• **Ne İsteniyor**: "Objective — one point per instance of the outdoor" ifadesini içeren satırdan "[[85, 228], [290, 238]]" ifadesini içeren satıra kadar, ikisi de dahil olmak üzere, yalnızca bu satırları boş olanları atlayarak bir Markdown tablosu olarak yeniden yazın. Tabloda "Sıra" sütununa sıra numarasını, "Satır" sütununa satırın kendisini koyun.

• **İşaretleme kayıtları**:
______________________________
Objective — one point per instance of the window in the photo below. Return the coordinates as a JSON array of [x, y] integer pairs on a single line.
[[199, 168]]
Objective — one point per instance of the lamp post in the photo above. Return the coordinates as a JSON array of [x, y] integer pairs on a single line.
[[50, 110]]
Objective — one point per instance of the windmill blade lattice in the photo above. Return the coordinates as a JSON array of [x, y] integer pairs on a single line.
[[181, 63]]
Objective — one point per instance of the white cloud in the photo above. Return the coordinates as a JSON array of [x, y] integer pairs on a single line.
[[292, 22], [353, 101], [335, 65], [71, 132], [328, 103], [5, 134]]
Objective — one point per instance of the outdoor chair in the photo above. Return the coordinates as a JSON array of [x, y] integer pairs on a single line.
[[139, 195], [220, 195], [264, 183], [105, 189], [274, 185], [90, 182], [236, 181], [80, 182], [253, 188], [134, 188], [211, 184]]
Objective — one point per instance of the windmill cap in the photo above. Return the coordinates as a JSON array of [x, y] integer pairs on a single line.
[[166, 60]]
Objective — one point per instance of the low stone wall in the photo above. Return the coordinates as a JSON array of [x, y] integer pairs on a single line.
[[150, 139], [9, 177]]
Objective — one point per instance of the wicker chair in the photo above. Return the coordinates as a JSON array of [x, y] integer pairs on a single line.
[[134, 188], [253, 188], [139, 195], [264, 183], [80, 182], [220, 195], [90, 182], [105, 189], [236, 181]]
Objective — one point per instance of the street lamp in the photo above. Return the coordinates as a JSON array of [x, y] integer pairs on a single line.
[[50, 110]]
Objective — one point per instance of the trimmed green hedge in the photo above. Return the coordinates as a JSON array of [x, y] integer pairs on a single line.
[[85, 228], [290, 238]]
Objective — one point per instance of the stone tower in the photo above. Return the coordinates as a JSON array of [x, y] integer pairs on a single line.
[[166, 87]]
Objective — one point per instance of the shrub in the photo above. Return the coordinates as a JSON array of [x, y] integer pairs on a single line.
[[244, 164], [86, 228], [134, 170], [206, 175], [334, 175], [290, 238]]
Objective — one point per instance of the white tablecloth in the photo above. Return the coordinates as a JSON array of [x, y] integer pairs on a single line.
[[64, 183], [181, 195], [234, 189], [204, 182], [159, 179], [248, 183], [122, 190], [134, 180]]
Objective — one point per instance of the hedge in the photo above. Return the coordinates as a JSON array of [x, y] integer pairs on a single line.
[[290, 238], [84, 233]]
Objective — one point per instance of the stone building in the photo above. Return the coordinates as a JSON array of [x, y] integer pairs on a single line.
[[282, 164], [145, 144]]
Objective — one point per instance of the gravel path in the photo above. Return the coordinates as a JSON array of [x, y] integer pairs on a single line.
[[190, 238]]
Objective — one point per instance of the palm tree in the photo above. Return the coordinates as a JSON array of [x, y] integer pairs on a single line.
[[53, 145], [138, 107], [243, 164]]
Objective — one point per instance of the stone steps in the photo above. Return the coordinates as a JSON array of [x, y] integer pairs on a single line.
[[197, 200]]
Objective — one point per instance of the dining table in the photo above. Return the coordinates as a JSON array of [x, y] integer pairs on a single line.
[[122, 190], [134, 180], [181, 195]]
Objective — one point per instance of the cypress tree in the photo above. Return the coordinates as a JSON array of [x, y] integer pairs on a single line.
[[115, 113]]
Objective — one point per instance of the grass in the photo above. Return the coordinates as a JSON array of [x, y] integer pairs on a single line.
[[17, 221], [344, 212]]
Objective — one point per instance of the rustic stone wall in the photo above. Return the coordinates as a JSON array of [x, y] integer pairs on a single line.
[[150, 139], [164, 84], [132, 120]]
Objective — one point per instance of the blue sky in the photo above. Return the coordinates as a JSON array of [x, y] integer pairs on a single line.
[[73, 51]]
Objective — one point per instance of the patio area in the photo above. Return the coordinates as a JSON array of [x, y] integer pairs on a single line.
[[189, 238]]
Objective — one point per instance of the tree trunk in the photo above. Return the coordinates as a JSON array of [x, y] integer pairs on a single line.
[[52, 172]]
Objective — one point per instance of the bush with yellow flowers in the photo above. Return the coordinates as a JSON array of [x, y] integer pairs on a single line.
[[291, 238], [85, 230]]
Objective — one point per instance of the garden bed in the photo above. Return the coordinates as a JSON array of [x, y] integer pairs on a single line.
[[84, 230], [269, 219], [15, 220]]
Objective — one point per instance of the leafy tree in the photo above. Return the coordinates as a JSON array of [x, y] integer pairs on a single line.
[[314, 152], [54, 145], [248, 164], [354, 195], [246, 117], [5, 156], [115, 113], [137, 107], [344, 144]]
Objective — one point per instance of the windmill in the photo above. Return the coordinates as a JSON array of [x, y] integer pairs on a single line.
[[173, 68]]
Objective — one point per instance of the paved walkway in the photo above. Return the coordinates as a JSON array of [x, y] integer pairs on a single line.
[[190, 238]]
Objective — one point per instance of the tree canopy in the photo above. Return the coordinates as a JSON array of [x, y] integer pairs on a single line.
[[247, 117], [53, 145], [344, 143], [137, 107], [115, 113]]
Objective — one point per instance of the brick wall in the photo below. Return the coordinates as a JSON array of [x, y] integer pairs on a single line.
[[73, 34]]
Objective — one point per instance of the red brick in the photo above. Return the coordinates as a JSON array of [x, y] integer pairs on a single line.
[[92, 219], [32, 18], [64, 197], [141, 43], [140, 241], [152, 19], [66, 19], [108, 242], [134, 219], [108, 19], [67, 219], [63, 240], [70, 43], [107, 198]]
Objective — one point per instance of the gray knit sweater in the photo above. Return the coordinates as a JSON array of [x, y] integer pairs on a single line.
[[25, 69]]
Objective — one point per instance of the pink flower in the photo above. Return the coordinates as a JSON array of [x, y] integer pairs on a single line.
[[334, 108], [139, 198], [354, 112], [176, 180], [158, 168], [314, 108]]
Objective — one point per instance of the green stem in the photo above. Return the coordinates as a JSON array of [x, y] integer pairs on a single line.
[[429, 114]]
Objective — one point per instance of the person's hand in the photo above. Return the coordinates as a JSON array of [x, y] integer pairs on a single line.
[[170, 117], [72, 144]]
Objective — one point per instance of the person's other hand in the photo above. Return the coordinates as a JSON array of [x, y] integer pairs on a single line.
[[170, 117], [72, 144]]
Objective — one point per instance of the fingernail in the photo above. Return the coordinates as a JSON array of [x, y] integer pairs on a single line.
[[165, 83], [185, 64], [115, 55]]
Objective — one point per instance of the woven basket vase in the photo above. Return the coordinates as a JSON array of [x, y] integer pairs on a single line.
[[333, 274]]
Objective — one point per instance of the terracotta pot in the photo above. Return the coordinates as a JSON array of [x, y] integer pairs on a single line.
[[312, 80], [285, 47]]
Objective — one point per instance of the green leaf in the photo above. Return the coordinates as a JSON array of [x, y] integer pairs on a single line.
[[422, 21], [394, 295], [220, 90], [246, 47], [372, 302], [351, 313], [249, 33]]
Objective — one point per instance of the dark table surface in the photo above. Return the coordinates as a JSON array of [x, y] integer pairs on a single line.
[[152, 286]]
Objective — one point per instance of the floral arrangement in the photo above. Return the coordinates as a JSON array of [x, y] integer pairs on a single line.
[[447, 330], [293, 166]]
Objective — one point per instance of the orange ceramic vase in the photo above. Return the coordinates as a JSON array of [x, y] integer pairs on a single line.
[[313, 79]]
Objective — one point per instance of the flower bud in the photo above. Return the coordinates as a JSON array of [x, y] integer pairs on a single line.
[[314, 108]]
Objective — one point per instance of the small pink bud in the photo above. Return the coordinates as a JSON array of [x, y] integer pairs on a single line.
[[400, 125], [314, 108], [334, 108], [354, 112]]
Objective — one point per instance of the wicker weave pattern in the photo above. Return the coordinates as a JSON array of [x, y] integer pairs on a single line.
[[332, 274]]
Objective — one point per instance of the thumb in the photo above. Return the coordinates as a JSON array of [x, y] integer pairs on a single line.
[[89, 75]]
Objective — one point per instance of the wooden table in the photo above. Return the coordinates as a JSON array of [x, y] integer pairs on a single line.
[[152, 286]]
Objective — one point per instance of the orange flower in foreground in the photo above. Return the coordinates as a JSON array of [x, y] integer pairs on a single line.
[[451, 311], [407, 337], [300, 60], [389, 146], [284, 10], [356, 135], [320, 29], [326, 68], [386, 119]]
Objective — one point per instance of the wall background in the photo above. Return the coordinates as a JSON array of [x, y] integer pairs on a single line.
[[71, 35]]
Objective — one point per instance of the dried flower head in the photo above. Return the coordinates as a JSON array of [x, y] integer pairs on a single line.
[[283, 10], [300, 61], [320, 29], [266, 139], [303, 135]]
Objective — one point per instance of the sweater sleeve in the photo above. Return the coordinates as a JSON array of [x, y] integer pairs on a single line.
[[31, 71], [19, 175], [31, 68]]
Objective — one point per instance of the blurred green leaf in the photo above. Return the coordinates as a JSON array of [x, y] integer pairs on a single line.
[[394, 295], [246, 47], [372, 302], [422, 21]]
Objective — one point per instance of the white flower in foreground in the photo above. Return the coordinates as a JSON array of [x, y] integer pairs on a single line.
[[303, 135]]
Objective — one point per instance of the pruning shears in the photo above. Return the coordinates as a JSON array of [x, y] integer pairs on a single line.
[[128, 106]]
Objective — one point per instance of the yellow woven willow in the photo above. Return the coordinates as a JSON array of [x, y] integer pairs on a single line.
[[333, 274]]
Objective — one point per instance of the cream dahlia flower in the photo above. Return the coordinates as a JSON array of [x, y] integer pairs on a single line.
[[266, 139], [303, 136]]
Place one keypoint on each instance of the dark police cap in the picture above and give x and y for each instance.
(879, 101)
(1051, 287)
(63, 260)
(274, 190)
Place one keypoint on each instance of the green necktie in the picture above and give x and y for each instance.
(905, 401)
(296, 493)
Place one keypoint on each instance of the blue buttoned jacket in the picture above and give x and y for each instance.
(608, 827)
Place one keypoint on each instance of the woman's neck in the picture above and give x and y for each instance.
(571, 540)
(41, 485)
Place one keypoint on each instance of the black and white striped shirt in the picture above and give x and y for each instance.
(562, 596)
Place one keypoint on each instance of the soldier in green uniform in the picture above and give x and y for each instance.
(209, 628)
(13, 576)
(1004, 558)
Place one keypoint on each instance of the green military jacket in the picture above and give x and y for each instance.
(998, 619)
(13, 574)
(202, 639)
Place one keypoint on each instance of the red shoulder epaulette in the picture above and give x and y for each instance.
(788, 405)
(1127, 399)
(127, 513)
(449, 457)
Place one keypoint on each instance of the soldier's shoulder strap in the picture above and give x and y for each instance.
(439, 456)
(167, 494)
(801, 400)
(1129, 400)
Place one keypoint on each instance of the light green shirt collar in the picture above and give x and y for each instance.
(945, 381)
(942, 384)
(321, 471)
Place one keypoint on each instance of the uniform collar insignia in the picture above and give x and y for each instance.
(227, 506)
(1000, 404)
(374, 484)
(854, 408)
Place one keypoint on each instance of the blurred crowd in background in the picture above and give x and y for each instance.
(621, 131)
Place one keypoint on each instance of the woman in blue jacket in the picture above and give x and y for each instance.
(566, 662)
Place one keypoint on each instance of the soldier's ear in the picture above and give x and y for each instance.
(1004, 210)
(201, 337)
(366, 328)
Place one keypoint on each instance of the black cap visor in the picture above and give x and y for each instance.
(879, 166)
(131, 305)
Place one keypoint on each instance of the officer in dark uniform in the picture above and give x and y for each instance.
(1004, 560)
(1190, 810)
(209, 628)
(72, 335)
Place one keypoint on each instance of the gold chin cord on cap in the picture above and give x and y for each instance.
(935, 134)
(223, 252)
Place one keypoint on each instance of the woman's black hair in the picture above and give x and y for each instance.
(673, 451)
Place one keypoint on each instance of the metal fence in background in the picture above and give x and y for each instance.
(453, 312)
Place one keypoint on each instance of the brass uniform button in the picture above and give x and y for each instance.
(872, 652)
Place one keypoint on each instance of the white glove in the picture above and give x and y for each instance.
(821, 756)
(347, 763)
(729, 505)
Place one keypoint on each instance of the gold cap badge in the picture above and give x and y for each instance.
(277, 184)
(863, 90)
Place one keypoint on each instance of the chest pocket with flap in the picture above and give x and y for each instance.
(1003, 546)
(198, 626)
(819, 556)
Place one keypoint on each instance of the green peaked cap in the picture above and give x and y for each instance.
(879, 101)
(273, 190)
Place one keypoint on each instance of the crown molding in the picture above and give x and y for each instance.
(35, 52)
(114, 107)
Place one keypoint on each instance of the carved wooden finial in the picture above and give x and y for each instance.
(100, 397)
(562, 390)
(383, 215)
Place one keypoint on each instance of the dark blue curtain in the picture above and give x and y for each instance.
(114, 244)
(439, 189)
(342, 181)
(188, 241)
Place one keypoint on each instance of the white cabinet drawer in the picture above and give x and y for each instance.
______________________________
• **Görevin Çıktısı**:
| Sıra | Satır |
|---|---|
| 1 | Objective — one point per instance of the outdoor chair in the photo above. Return the coordinates as a JSON array of [x, y] integer pairs on a single line. |
| 2 | [[139, 195], [220, 195], [264, 183], [105, 189], [274, 185], [90, 182], [236, 181], [80, 182], [253, 188], [134, 188], [211, 184]] |
| 3 | Objective — one point per instance of the windmill cap in the photo above. Return the coordinates as a JSON array of [x, y] integer pairs on a single line. |
| 4 | [[166, 60]] |
| 5 | Objective — one point per instance of the low stone wall in the photo above. Return the coordinates as a JSON array of [x, y] integer pairs on a single line. |
| 6 | [[150, 139], [9, 177]] |
| 7 | Objective — one point per instance of the wicker chair in the photo above. Return the coordinates as a JSON array of [x, y] integer pairs on a single line. |
| 8 | [[134, 188], [253, 188], [139, 195], [264, 183], [80, 182], [220, 195], [90, 182], [105, 189], [236, 181]] |
| 9 | Objective — one point per instance of the street lamp in the photo above. Return the coordinates as a JSON array of [x, y] integer pairs on a single line. |
| 10 | [[50, 110]] |
| 11 | Objective — one point per instance of the trimmed green hedge in the photo above. Return the coordinates as a JSON array of [x, y] integer pairs on a single line. |
| 12 | [[85, 228], [290, 238]] |